* [TASK DESCRIPTION] Count how many lines in the items below contain the string "horse", and reply with that number alone.

* [SUPPLIED RECORDS]
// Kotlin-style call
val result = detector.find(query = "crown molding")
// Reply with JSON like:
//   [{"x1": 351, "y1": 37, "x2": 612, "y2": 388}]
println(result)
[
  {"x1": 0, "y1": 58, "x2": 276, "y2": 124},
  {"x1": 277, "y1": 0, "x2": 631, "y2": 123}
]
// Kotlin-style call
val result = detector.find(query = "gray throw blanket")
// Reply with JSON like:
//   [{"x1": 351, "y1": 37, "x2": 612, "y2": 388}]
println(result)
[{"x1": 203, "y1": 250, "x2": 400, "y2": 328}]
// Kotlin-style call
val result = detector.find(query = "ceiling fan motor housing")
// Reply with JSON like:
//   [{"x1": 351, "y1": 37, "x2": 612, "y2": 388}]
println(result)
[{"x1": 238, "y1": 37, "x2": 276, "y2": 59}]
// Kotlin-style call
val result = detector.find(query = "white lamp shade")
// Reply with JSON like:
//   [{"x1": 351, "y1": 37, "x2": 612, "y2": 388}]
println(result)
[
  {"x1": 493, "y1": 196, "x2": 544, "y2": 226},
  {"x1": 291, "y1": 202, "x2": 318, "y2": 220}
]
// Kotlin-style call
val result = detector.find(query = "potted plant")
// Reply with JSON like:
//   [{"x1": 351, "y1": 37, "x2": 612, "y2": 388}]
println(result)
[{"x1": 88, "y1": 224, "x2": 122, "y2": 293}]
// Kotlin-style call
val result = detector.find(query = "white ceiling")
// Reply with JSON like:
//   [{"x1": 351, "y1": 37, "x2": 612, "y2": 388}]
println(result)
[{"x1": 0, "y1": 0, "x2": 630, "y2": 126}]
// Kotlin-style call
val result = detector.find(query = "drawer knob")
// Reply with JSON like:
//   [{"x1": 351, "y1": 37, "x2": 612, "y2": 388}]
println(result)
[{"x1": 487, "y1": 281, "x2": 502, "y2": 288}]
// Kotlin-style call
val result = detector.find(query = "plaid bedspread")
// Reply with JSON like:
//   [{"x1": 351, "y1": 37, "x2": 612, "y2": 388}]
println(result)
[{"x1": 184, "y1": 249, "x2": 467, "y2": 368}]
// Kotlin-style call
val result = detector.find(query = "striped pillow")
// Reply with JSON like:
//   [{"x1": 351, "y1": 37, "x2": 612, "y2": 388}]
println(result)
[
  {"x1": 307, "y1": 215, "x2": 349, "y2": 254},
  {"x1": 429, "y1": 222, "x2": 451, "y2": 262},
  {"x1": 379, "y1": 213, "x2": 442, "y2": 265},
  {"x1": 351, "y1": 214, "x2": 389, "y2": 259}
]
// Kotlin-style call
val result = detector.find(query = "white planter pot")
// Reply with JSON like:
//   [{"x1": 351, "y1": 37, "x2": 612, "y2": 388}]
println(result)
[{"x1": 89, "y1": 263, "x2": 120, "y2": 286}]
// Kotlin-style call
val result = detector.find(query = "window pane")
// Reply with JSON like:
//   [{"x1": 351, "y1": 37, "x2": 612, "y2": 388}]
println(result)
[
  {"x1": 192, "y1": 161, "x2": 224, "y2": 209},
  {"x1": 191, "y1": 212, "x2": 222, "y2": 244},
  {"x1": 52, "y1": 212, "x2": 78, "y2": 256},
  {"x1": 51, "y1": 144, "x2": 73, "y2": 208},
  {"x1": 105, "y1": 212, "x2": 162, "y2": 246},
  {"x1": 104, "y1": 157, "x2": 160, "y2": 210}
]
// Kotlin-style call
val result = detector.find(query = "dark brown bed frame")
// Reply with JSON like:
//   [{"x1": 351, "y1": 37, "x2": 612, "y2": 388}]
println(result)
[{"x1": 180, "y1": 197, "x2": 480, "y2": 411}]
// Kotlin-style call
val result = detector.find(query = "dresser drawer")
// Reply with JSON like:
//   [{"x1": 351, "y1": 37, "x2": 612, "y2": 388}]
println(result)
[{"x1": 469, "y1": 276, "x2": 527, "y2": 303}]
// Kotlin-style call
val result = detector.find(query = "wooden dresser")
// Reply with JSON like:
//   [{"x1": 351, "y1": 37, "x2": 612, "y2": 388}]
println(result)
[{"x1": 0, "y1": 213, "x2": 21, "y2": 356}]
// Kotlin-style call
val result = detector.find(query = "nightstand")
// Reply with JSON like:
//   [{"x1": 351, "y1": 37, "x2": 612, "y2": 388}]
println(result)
---
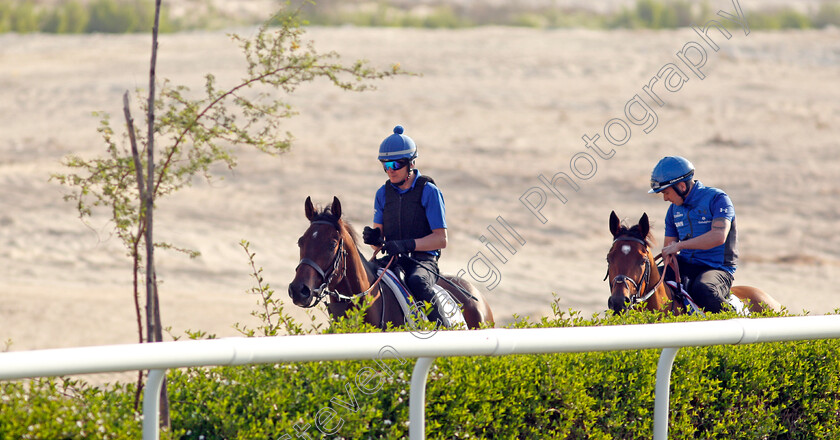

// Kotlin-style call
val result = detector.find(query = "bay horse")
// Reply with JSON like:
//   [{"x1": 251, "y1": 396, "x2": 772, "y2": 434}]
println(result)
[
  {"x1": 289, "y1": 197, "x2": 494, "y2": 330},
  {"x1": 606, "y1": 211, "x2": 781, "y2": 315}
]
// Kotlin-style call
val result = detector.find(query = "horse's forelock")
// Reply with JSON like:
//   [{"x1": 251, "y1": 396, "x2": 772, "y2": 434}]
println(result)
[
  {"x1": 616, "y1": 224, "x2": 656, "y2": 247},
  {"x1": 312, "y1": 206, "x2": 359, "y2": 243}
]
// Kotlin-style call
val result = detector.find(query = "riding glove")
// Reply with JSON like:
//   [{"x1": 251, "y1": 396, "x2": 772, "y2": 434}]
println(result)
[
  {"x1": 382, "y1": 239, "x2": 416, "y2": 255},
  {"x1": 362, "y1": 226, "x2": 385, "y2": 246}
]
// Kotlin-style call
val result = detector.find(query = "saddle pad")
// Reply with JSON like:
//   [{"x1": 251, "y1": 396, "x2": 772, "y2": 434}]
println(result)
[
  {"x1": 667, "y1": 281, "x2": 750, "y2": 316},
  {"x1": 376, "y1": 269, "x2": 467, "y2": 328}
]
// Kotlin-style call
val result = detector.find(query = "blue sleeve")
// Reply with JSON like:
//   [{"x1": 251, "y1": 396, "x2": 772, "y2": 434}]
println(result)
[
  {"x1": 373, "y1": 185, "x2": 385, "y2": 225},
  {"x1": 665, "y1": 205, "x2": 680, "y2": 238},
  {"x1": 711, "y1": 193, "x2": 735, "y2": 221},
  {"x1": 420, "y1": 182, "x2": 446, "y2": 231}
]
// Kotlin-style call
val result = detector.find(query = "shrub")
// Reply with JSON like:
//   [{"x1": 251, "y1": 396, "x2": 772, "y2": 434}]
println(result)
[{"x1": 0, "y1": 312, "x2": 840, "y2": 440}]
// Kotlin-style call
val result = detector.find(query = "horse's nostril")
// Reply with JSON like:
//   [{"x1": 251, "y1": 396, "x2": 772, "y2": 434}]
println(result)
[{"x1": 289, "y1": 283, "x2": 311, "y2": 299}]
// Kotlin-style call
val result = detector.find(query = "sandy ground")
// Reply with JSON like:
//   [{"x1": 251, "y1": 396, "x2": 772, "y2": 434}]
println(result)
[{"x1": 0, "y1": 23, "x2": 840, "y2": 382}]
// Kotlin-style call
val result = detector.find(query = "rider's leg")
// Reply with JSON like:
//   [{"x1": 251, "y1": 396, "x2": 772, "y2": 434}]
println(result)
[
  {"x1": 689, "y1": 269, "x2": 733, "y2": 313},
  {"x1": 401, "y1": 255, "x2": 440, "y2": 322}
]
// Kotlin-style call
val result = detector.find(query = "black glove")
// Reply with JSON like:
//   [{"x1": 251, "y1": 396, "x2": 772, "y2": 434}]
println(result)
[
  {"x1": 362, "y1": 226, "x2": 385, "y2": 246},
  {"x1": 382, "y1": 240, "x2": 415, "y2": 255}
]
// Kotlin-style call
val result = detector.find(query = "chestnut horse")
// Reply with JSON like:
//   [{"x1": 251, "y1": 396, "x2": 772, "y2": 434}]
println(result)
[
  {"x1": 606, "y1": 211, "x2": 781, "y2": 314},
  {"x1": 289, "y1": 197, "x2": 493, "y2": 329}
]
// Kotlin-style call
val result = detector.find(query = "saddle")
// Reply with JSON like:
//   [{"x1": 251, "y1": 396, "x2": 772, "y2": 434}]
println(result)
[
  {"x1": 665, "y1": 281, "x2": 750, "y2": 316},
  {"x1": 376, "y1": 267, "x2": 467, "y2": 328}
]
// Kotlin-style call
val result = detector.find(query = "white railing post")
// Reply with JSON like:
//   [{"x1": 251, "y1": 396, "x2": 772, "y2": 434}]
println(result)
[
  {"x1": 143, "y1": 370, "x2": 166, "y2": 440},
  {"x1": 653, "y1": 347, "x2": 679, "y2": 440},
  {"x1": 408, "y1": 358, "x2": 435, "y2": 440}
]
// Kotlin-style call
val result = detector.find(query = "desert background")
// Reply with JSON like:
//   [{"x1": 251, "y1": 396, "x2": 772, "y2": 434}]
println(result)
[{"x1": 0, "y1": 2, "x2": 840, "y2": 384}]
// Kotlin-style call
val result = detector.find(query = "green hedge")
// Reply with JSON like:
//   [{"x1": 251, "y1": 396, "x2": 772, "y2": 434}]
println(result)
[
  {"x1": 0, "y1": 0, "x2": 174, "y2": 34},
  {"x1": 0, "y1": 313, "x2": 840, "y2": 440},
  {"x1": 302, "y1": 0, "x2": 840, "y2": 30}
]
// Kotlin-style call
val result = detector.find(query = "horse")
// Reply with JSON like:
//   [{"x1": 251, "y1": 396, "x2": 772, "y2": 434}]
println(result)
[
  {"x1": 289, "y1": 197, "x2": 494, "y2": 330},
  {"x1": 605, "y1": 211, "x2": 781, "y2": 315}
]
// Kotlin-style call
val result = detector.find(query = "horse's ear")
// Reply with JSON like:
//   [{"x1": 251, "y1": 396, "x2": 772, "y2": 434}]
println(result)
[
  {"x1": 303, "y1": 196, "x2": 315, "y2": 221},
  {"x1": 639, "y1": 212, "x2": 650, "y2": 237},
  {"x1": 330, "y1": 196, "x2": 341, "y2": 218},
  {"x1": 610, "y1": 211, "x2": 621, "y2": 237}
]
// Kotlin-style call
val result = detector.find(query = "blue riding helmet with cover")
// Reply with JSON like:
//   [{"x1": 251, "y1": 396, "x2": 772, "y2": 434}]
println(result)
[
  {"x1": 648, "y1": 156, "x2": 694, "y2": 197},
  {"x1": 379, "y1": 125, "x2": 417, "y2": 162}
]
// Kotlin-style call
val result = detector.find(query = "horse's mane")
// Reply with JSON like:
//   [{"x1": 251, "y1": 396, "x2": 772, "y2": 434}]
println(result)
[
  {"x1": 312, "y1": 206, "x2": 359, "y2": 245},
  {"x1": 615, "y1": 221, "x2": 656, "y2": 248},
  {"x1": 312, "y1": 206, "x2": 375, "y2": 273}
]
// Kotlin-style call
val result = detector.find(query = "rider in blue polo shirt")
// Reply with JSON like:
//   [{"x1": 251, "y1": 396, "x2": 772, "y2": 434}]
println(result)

* [RESPONSE TO THE TASK] 7